(Brief)
Collect every line of the listing below that contains the word "door" and copy each one out in full.

..........

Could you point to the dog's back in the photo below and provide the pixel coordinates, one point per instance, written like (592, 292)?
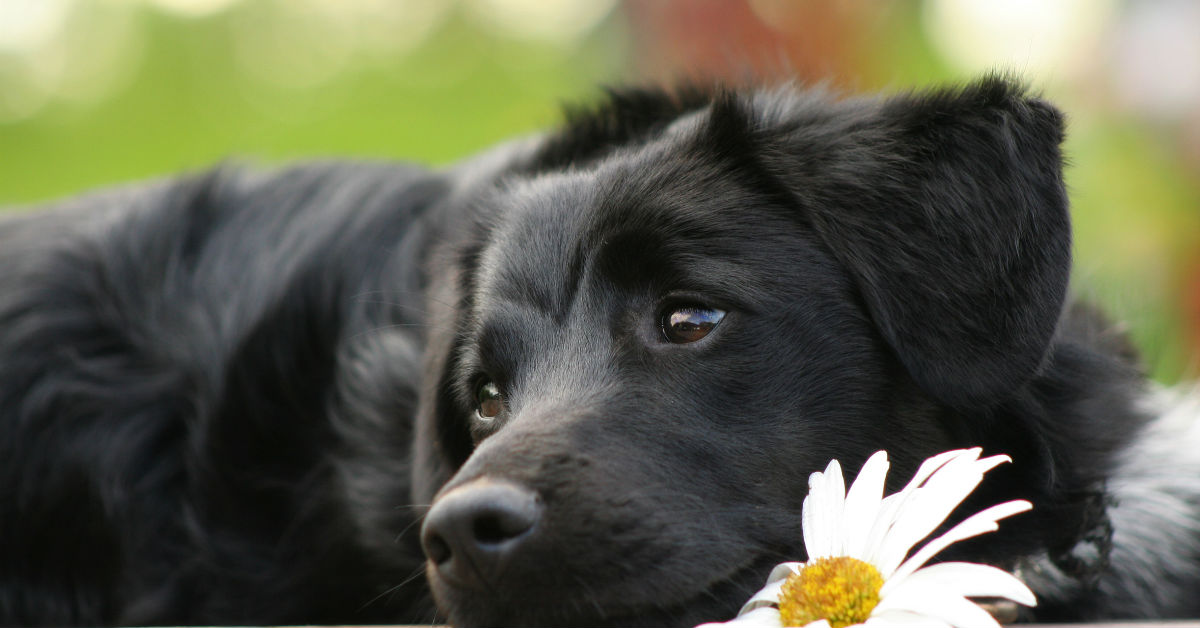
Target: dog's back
(167, 365)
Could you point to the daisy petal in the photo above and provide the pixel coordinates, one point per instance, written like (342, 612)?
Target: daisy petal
(765, 617)
(863, 503)
(939, 605)
(972, 526)
(930, 504)
(768, 596)
(813, 518)
(903, 618)
(969, 580)
(835, 495)
(893, 504)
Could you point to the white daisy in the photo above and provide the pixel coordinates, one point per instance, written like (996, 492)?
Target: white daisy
(857, 573)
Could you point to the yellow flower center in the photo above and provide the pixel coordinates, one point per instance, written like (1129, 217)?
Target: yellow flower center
(843, 591)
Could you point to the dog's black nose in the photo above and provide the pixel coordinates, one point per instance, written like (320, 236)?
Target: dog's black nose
(473, 531)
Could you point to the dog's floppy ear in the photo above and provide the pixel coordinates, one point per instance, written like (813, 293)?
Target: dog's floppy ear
(949, 210)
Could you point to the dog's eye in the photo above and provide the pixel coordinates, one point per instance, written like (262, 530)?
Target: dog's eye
(690, 323)
(489, 401)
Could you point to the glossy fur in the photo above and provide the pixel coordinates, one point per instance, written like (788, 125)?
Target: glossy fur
(231, 398)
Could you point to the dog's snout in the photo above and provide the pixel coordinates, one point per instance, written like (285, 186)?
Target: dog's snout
(475, 530)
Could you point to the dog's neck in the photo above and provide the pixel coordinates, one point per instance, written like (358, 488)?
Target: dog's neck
(1152, 564)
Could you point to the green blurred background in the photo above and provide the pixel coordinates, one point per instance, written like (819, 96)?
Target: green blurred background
(99, 91)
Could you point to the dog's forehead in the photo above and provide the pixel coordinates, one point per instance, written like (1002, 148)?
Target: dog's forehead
(551, 227)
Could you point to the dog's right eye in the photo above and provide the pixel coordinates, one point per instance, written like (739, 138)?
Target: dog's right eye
(489, 401)
(689, 323)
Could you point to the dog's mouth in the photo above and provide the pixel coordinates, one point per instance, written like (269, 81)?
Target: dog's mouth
(586, 603)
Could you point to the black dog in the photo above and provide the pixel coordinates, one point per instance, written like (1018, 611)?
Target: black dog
(588, 372)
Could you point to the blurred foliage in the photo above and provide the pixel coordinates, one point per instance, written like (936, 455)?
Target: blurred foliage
(437, 79)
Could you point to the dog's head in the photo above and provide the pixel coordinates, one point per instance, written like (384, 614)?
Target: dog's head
(660, 324)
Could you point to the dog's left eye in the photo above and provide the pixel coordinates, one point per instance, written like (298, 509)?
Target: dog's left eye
(690, 323)
(489, 401)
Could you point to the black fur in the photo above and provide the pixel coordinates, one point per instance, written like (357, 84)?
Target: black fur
(231, 399)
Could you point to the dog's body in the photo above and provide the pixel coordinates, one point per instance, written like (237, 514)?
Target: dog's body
(607, 357)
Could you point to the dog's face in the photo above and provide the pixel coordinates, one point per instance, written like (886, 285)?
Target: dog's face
(647, 353)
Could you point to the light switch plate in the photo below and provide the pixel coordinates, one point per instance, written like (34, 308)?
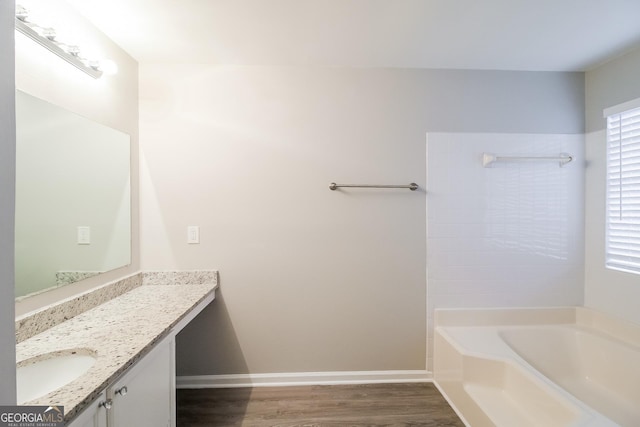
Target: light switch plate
(84, 235)
(193, 234)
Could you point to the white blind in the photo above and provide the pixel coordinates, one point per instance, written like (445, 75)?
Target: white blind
(623, 191)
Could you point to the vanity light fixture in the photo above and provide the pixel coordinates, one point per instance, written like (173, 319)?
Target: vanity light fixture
(47, 38)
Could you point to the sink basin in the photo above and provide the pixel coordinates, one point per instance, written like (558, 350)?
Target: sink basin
(48, 372)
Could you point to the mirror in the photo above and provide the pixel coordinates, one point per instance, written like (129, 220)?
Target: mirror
(73, 203)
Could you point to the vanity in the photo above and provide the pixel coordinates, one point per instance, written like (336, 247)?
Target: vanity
(131, 339)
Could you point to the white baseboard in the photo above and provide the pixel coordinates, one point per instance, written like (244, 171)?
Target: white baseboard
(302, 378)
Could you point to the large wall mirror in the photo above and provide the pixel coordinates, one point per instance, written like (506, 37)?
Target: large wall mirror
(73, 202)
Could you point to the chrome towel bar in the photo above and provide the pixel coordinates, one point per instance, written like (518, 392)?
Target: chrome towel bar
(413, 186)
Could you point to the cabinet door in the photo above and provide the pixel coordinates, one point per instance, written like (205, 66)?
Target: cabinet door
(143, 396)
(94, 416)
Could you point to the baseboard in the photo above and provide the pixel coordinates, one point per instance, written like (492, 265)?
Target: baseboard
(302, 378)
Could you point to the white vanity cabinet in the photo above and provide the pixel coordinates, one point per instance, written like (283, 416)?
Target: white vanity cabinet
(145, 395)
(94, 416)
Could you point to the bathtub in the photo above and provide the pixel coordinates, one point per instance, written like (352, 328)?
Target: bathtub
(538, 367)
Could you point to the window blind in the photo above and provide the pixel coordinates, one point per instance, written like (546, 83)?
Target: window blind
(623, 191)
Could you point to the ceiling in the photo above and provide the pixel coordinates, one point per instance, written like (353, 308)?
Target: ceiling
(541, 35)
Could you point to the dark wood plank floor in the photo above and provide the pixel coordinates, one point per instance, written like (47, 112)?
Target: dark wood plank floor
(315, 406)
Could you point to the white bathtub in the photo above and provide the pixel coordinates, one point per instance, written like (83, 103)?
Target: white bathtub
(538, 367)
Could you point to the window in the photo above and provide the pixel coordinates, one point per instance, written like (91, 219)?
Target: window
(623, 187)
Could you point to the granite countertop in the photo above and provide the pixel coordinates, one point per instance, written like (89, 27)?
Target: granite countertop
(118, 333)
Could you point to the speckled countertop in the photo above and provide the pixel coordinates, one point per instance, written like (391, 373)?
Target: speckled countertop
(118, 332)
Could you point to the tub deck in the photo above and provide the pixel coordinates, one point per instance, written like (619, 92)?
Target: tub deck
(538, 367)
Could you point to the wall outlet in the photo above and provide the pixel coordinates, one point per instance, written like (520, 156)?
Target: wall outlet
(193, 234)
(84, 235)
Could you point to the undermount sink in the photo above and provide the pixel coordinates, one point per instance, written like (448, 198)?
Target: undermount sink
(45, 373)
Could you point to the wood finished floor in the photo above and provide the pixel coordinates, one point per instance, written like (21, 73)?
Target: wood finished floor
(317, 406)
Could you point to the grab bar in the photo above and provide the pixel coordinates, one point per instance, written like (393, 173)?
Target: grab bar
(413, 186)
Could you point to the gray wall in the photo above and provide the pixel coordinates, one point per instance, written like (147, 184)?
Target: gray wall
(313, 280)
(612, 83)
(615, 292)
(7, 203)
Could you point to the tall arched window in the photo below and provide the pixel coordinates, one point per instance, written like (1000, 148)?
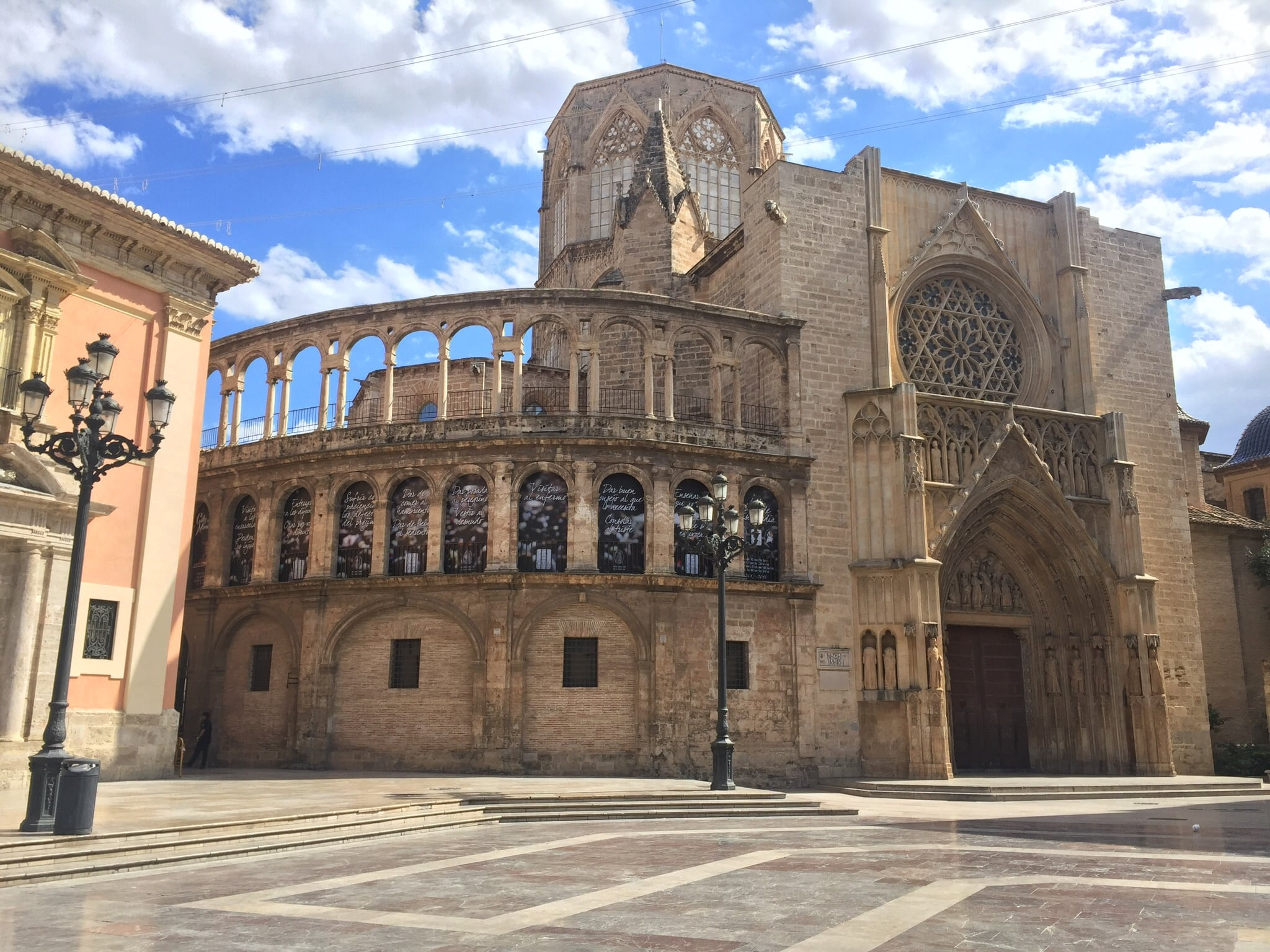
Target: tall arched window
(356, 532)
(198, 547)
(408, 527)
(714, 173)
(954, 339)
(687, 563)
(613, 167)
(466, 526)
(621, 524)
(298, 523)
(543, 532)
(763, 558)
(243, 542)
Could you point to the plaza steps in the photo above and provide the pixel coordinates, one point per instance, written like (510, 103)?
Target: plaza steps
(42, 858)
(1037, 787)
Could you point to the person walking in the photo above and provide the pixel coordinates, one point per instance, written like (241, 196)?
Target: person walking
(203, 742)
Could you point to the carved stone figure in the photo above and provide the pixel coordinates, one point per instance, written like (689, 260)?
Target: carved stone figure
(934, 666)
(1053, 682)
(870, 667)
(1155, 671)
(1076, 671)
(1100, 671)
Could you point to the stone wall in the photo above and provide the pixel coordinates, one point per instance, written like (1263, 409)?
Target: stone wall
(1133, 374)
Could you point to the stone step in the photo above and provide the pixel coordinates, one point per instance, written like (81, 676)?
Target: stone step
(1034, 792)
(120, 852)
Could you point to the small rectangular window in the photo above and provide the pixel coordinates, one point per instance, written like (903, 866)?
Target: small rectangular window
(582, 663)
(404, 668)
(99, 633)
(262, 660)
(738, 666)
(1255, 505)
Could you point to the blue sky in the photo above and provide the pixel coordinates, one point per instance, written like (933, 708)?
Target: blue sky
(1185, 155)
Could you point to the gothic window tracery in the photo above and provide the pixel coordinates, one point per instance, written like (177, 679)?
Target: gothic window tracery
(714, 173)
(956, 339)
(613, 165)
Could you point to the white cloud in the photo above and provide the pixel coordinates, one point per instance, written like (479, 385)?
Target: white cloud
(192, 47)
(802, 148)
(1096, 45)
(291, 283)
(1222, 371)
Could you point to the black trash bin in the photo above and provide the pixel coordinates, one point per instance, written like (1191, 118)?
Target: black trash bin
(76, 796)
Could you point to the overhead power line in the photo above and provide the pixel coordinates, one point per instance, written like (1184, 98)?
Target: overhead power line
(845, 134)
(225, 95)
(528, 123)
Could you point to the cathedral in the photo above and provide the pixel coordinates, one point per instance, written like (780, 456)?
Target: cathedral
(957, 405)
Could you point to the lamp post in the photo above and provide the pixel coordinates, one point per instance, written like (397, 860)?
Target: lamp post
(721, 542)
(88, 450)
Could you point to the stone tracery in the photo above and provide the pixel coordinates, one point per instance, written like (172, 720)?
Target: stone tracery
(956, 339)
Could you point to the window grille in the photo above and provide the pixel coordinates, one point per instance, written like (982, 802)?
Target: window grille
(99, 635)
(1255, 505)
(738, 666)
(262, 660)
(613, 167)
(954, 339)
(404, 669)
(714, 173)
(582, 663)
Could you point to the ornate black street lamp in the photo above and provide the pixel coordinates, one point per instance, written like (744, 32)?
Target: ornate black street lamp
(721, 542)
(88, 450)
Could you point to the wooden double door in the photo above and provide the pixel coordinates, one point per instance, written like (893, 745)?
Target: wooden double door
(986, 699)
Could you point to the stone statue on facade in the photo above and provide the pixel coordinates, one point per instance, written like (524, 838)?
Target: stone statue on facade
(870, 667)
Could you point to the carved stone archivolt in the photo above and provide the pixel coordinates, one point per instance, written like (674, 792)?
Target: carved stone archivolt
(984, 584)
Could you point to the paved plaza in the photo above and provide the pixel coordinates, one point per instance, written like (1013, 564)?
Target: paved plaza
(904, 875)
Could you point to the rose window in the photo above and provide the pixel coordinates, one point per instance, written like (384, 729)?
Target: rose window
(954, 339)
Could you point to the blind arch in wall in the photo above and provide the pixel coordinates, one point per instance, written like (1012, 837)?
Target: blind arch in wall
(687, 563)
(243, 542)
(356, 540)
(408, 527)
(543, 528)
(298, 521)
(466, 526)
(621, 524)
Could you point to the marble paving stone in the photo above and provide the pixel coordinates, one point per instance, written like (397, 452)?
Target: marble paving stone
(705, 885)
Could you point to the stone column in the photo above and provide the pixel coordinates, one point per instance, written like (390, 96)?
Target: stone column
(389, 374)
(518, 377)
(271, 402)
(649, 390)
(225, 418)
(285, 407)
(238, 412)
(443, 380)
(670, 387)
(436, 531)
(573, 381)
(342, 397)
(502, 519)
(324, 399)
(584, 531)
(659, 544)
(19, 649)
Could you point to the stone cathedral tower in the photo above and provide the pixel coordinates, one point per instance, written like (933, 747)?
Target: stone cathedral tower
(958, 405)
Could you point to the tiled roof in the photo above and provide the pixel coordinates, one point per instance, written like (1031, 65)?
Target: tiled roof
(1255, 441)
(130, 206)
(1214, 516)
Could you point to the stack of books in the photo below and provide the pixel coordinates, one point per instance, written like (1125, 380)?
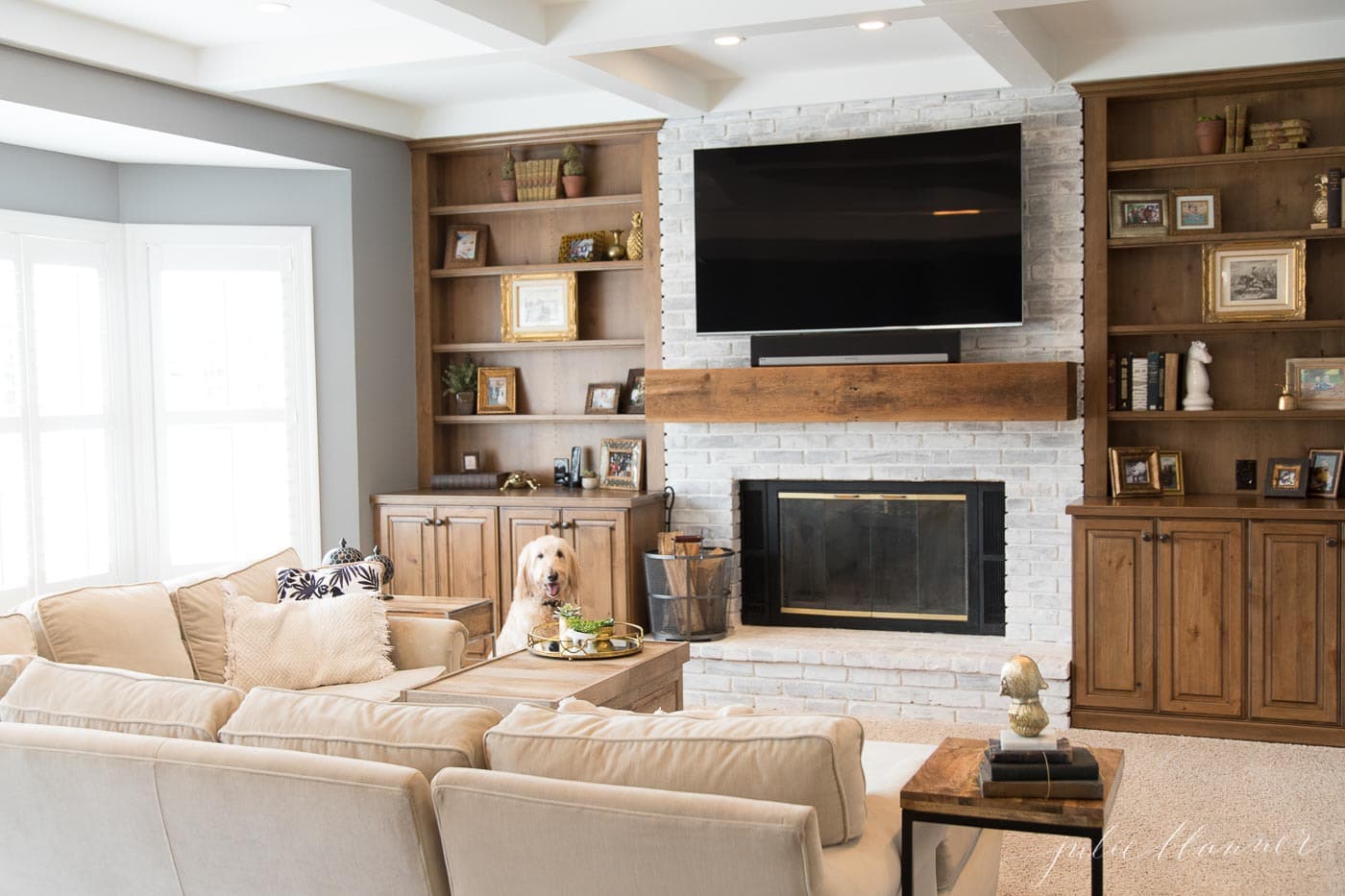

..........

(Right answer)
Could you point to the cabinet door in the photo above and provide the pixel coordinates, one point per instance, written like (205, 66)?
Target: cabinet door
Could you point to the wooden double door in the photo above and provide the pixel coordinates, one point per instance, written like (893, 745)?
Target: wooden double door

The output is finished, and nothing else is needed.